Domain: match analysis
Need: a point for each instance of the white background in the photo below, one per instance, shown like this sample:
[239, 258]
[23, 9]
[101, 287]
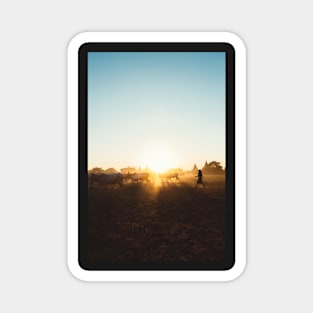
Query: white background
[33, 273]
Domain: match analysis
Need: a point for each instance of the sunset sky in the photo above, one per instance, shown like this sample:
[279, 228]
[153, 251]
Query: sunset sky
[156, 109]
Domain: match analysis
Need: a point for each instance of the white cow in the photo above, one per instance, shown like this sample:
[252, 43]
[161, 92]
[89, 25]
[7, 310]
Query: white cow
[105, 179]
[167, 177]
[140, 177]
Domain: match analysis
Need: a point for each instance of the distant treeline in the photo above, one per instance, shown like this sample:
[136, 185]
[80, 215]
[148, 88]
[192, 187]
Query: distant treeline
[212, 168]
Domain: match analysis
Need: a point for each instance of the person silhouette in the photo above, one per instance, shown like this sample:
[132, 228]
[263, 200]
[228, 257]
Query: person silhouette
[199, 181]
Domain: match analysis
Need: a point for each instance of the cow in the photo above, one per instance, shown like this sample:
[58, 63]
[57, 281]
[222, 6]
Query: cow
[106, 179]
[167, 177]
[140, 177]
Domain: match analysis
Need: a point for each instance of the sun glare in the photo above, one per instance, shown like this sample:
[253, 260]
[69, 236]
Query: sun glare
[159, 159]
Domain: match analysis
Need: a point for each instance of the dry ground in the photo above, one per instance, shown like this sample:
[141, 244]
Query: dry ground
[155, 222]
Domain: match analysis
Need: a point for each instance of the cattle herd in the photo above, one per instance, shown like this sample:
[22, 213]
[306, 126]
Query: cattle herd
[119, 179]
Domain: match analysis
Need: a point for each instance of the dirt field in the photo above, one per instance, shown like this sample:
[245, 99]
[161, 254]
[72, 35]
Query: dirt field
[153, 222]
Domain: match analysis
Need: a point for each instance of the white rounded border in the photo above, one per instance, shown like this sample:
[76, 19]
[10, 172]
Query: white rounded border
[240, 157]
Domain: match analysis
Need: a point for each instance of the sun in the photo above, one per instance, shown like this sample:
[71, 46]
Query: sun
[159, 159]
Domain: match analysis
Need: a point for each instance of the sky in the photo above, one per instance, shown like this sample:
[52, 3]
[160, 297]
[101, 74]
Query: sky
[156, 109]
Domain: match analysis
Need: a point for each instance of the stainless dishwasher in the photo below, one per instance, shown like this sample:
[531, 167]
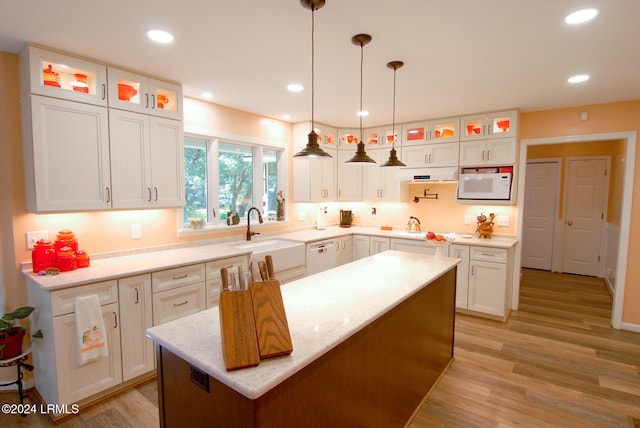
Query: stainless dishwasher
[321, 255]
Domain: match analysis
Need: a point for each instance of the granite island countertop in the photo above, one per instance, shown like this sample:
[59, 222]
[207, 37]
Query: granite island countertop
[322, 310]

§

In your copy of the records, include no pictures; repeat everything else exactly.

• WRITTEN RESPONSE
Domain: match analysis
Need: a point for each instance of the white background in the photo below, one per instance, shown like this sample:
[239, 258]
[23, 9]
[101, 287]
Query: white background
[33, 273]
Domain: match analysis
Need: a point for each instance of the sunset sky in the photo above, one per instance, shown like this sample:
[279, 228]
[153, 251]
Query: sunset sky
[156, 109]
Domain: match analysis
Need: a point for each instance of the white cow in the photo above, one per instance, shown like this sample:
[252, 43]
[161, 92]
[89, 25]
[7, 310]
Query: white cow
[105, 179]
[167, 177]
[140, 177]
Domain: match analysis
Need: a point for each instance of the distant treeline in the photo above, one per instance, shown like this sample:
[136, 185]
[80, 215]
[148, 88]
[192, 187]
Query: distant treeline
[212, 168]
Domain: match analysis
Need: a point for each instance of the person silhouette in the photo above, one per instance, shown like this sample:
[132, 228]
[263, 200]
[228, 257]
Query: person silhouette
[199, 181]
Domain: match analysis
Need: a point for each instance of the cow in the photo above, one per instance, shown like this sample:
[58, 63]
[57, 281]
[222, 6]
Query: cow
[106, 179]
[167, 177]
[140, 177]
Domain: match analysis
Need: a point for each instance of the sun glare in the photo above, one per instance, shown like this sample:
[253, 260]
[69, 236]
Query: sun glare
[159, 159]
Domain: match analysis
Need: a point for each instance of the dry ground in the photo above, one per instance, shown like this sample:
[141, 244]
Query: dry ground
[155, 222]
Domain: match analysis
Need: a point for each instance of the cattle herd in the photo above, one per instance, shown like this sample:
[22, 213]
[306, 126]
Query: cattle herd
[119, 179]
Domain: match analysis
Need: a point for each instance of the dirt field in the photo above, one per instance, shown like this sample:
[245, 99]
[161, 254]
[72, 35]
Query: dirt field
[153, 222]
Domain: match analysis
Need: a point for each instance of the white rounded border in the photo above, one per instance, shown like this sample:
[76, 19]
[10, 172]
Query: white rounded border
[240, 157]
Domain: match analysis
Need: a point for each instance of the sun in the photo above, one per instance, shown like this sample:
[71, 46]
Query: sun
[159, 159]
Domain: match analysis
Need: a point for each instance of the sky in the photo above, one per instance, shown like this sample:
[52, 3]
[160, 297]
[101, 74]
Query: sky
[156, 109]
Domain: match analysis
Need: a point for each instance of the stainless dishwasher in the photo below, one per instance, shown like this sample:
[531, 167]
Query: stainless dishwasher
[321, 255]
Domain: match analysis
Need: a point for each instance of the granite island countertop in the photo above, one per instance, shown like this sample:
[59, 222]
[207, 37]
Query: granite island countertop
[322, 310]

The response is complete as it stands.